> _Task to complete_: Beneath this instruction is a listing. Transcribe from it only the stretch from the line with "Target: tire" through the line with "Q: Pick out each instance of the woman in red", both end lines included, exactly as written.

> _Given records_:
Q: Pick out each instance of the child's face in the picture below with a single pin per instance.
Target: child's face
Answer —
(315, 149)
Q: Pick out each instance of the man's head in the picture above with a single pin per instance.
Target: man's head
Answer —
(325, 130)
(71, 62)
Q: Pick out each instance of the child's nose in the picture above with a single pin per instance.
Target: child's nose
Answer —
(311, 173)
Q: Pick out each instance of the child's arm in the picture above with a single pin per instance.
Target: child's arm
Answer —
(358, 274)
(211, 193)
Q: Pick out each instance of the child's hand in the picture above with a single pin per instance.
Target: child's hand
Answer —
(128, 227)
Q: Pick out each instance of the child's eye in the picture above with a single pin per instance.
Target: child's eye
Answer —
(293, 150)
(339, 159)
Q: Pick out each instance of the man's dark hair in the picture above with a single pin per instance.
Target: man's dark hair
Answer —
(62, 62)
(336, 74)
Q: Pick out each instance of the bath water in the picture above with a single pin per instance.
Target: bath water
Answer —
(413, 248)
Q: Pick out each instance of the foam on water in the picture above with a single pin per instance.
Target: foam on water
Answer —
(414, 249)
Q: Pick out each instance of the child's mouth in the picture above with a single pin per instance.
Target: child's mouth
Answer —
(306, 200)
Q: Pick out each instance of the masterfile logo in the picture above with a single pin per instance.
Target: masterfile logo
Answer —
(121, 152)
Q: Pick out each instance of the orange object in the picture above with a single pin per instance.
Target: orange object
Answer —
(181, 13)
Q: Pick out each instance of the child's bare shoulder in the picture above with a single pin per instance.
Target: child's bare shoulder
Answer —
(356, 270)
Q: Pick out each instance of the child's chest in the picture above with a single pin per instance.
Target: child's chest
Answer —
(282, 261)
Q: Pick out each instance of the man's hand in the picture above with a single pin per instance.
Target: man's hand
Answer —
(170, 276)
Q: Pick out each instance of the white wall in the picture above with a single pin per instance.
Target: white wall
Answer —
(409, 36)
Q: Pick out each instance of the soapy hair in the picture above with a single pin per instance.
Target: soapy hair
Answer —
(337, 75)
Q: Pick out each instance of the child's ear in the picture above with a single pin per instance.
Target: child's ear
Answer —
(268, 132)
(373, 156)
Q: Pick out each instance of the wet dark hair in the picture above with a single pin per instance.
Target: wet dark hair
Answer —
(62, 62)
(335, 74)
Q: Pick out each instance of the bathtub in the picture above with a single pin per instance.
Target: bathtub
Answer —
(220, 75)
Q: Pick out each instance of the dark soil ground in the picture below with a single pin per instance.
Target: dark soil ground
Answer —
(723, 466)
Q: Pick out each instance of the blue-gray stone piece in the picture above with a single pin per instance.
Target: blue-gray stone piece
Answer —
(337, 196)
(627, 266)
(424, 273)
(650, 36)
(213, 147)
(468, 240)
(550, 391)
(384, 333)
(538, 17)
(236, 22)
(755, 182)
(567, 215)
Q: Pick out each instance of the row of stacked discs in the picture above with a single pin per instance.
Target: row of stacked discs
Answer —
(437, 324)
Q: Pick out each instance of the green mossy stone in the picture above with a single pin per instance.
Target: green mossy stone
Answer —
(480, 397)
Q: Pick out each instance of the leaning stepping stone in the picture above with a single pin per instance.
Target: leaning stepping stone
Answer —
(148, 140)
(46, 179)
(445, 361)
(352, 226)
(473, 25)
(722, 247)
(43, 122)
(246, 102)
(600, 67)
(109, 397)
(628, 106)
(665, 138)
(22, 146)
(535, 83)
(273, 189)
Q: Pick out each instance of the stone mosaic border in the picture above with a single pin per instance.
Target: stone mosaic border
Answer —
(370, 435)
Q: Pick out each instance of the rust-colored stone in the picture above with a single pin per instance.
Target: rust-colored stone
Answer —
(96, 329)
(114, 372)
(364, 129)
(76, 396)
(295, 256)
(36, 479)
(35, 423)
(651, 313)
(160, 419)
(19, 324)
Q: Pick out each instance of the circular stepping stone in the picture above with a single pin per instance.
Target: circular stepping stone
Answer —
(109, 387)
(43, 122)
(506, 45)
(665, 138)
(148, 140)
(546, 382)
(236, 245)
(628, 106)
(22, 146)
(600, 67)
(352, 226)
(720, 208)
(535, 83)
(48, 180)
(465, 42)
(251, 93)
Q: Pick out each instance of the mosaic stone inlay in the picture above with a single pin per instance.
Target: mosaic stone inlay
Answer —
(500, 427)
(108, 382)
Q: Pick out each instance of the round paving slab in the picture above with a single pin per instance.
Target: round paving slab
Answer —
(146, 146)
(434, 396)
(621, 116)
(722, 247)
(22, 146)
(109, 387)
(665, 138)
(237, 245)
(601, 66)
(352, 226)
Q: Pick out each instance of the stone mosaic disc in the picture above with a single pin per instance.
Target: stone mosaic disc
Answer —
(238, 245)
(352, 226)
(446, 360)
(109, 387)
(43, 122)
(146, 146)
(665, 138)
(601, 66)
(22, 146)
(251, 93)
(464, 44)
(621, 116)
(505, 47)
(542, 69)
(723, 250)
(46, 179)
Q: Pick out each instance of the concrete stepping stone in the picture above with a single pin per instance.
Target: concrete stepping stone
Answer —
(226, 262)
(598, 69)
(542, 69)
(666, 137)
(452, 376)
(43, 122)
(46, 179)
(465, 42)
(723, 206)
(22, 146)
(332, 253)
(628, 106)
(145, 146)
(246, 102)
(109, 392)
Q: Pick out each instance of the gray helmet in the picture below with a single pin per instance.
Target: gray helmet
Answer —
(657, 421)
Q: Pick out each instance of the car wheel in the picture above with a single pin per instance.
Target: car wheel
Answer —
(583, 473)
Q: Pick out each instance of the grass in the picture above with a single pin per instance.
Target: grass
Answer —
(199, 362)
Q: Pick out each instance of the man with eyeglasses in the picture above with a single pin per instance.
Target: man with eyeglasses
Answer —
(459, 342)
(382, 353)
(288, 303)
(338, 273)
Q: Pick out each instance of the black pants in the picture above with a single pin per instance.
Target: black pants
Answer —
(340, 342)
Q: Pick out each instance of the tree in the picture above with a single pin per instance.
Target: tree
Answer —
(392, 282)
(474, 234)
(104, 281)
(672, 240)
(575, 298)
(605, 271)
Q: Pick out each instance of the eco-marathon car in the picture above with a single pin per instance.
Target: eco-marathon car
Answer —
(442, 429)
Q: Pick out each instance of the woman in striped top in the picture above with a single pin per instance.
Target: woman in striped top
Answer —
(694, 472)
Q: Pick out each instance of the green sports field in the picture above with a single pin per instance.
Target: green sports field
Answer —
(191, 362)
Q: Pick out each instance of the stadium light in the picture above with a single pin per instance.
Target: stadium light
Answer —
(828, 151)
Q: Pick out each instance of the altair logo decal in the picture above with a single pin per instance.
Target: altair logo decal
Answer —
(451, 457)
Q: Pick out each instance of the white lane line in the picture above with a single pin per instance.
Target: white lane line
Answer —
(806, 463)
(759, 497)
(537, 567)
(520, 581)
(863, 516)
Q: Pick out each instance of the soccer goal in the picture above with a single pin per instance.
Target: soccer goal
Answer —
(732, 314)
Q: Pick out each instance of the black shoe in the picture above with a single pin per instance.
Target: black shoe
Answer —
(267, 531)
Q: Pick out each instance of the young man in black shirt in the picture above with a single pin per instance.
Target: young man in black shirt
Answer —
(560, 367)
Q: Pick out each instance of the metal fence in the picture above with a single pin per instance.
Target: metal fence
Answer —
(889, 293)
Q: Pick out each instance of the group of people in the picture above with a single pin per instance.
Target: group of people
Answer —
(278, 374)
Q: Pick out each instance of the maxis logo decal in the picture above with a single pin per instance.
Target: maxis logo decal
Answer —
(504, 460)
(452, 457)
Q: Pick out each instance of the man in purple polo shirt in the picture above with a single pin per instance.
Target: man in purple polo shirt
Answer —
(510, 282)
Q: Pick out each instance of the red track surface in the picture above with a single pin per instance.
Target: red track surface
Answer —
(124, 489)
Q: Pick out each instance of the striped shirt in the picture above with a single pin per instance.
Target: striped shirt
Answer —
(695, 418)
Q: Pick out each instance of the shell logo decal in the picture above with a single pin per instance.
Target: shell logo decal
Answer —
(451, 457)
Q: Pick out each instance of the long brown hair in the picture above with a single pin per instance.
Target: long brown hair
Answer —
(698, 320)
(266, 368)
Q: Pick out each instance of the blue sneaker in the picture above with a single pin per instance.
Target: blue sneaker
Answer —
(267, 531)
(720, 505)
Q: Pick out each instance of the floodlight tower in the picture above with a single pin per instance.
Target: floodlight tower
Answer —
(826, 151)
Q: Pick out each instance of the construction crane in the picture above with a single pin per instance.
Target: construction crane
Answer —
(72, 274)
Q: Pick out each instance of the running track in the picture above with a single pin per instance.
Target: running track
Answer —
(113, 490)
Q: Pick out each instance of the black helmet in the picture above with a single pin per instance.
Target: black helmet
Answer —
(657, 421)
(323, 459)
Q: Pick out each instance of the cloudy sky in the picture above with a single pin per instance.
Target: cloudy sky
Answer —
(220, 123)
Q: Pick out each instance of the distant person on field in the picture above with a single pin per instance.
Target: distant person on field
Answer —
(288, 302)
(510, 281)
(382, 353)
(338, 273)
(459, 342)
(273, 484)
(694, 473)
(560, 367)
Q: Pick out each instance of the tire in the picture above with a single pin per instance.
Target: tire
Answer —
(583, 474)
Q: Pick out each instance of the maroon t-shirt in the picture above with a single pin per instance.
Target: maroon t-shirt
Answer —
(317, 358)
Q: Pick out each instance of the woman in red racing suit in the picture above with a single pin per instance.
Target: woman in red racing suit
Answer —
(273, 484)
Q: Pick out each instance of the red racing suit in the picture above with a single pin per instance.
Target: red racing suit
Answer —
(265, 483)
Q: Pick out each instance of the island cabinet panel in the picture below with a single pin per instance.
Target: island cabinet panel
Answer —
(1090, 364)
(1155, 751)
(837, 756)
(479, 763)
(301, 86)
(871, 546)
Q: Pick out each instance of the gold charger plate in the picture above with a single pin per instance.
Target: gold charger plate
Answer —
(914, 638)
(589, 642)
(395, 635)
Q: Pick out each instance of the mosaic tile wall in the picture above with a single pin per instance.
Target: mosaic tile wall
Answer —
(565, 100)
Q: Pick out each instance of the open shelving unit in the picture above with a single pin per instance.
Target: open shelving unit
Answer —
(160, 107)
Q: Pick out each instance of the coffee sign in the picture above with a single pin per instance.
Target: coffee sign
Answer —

> _Solution to the problem_:
Target: tire
Answer —
(583, 474)
Q: Pick out each instance of the maroon t-shirt in the picture above with a single pin per instance.
Target: maroon t-shirt
Answer —
(317, 358)
Q: Pick out each instance of the woman in red racing suit in the picture above with a single pin per instance.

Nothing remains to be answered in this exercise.